DESCRIPTION OF THE TASK: Return each entry exactly, omitting nothing.

'''

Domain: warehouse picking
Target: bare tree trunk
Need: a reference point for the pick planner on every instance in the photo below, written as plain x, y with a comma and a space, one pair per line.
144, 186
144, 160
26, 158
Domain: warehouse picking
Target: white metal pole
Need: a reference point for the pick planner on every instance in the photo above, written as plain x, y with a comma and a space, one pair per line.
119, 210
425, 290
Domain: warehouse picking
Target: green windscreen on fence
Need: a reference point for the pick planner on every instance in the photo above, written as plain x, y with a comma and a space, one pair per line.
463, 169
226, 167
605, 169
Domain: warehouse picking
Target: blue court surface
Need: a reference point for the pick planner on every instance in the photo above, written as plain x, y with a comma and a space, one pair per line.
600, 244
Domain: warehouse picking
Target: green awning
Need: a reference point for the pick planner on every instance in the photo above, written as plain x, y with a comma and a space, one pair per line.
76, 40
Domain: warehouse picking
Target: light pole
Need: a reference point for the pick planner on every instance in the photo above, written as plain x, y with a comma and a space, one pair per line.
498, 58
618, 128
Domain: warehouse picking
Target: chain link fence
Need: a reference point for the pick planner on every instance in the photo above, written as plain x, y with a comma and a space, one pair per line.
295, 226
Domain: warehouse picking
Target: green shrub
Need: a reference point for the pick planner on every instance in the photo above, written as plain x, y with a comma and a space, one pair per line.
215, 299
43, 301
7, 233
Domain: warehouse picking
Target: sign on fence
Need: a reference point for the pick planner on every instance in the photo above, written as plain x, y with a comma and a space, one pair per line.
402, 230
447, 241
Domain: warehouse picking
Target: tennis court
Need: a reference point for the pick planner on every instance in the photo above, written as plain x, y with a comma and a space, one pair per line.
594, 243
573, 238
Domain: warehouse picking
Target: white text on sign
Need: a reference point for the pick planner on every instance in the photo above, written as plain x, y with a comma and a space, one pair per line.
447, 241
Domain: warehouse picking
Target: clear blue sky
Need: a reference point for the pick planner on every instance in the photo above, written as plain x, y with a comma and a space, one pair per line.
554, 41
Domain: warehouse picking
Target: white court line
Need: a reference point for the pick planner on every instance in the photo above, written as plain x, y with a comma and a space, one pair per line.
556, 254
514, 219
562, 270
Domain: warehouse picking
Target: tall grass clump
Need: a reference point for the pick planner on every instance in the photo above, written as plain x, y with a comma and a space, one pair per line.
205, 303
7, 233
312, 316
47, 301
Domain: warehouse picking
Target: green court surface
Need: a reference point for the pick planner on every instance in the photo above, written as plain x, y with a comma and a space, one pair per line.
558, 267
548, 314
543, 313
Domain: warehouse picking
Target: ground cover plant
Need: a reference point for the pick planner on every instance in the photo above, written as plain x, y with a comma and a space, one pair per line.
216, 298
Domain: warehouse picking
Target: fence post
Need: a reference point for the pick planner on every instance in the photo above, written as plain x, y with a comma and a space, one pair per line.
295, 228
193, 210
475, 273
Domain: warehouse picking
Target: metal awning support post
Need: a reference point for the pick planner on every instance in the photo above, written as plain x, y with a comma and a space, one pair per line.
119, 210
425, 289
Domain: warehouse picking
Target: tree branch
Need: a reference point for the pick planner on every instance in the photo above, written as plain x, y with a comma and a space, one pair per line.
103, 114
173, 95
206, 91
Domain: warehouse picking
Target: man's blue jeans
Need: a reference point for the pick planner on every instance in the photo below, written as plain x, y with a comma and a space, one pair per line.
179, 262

'''

RESPONSE TO THE EXERCISE:
Domain: warehouse picking
Target: bare tree trunk
Need: a reference point for the pick planner on every instance in the photo below, written as plain x, y with a comma and a space, one pair per line.
144, 186
144, 160
26, 158
Domain: warehouse picking
Target: white metal pole
Need: a reference point for the pick planner on every instance in the photo above, written as plain x, y with a comma and a space, one pair per line.
119, 210
425, 290
Domain: warehouse picking
Target: green windscreen on fence
Need: a reference point for the pick planner on every instance in the photo above, written as plain x, y with a comma and a space, one pair per line.
463, 169
226, 167
605, 169
Domain: warehouse picking
Target: blue court surface
Need: a reference point for the pick planner on every instance in the photo above, written as plain x, y with a comma and a space, one pair per line.
600, 244
Domain: warehouse picking
Target: green awning
Need: a reference point for the pick planner on every instance in the photo above, written as plain x, y with a comma and a space, one pair per line.
76, 40
Domain: warehouse picking
Target: light pole
Need: a reference point for the pick planner on every instance in the photo above, written as plain x, y with a comma and a space, one pair per line.
498, 58
618, 128
Domain: warehouse picking
Target: chain link fence
Need: a reference point for the pick planner on every instance in the photo above, written as plain x, y with a comma and a space, one pair per line.
295, 226
Domain: warehouse picking
Target: green shrub
Need: a reference point for the pick planner on every instance in the photo above, written as plain x, y with a comma and a space, one pair per line.
215, 299
43, 301
7, 233
Domain: warehouse picking
Target: sign on fence
Need: a reference point for the pick planner on every instance in the photo above, written as plain x, y with a comma and a space, one pair per line.
402, 230
447, 241
Domain: warehouse picking
Target: tennis court
Need: a reference point for the pick planner on every instance in the photo above, written as plain x, y with a comma and a space, one pair per line.
594, 243
573, 238
Domain: warehouse picking
Target: white text on sign
Need: a reference point for the pick planner on every instance in the photo above, written as plain x, y with a comma and a space, one pair per line.
447, 241
Domain: warehouse picking
Target: clear blue sky
Need: a reference point for the pick planner on every instance in the photo above, written as plain x, y with a comma and a space, one pair per line.
554, 41
Domain: warehouse picking
Target: white court line
Need: a reference point for the pick planner on every instance in the photo above, written as plain x, y with a comma and a space, one pair per line.
556, 254
514, 219
562, 270
Domain: warehouse picking
Target: tall grass clump
Need: a reference point for the pick planner on every instance in the photo above, written as plain x, y with a comma and a space, one pair per line.
205, 303
7, 233
312, 316
47, 301
Domain: warehouse picking
Target: green court surface
Need: a reference point for the pick planner on every instance in the photo above, written as plain x, y with a comma and a space, one pair per line.
558, 267
548, 314
543, 313
Domain: warehouse picking
Target: ground cover plant
Need: a reference point for the pick planner on every instance in the photo above, written as plain x, y with a comma and a space, one pair per line.
216, 298
Domain: warehouse picking
Target: fence post
Need: a reference point for the pick planner on every instance in the photo above, written as plain x, y with a comma and a space, one pair per line.
295, 228
193, 210
475, 273
Domain: warehouse picking
Target: metal awning support post
Need: a reference point for the pick planner on every instance in the photo above, written as plain x, y with a comma and a space, one pair per line.
119, 210
425, 289
Domain: warehouse picking
Target: tree branch
Need: a reference point for the pick planner on every instance in the photo above, written as plain x, y with a comma and a space, one pair per line.
103, 114
173, 95
206, 91
Domain: warehouse picking
Target: man's blue jeans
Need: a reference point for the pick planner on every instance in the photo below, written as plain x, y with a comma and a space, one pair per line.
179, 262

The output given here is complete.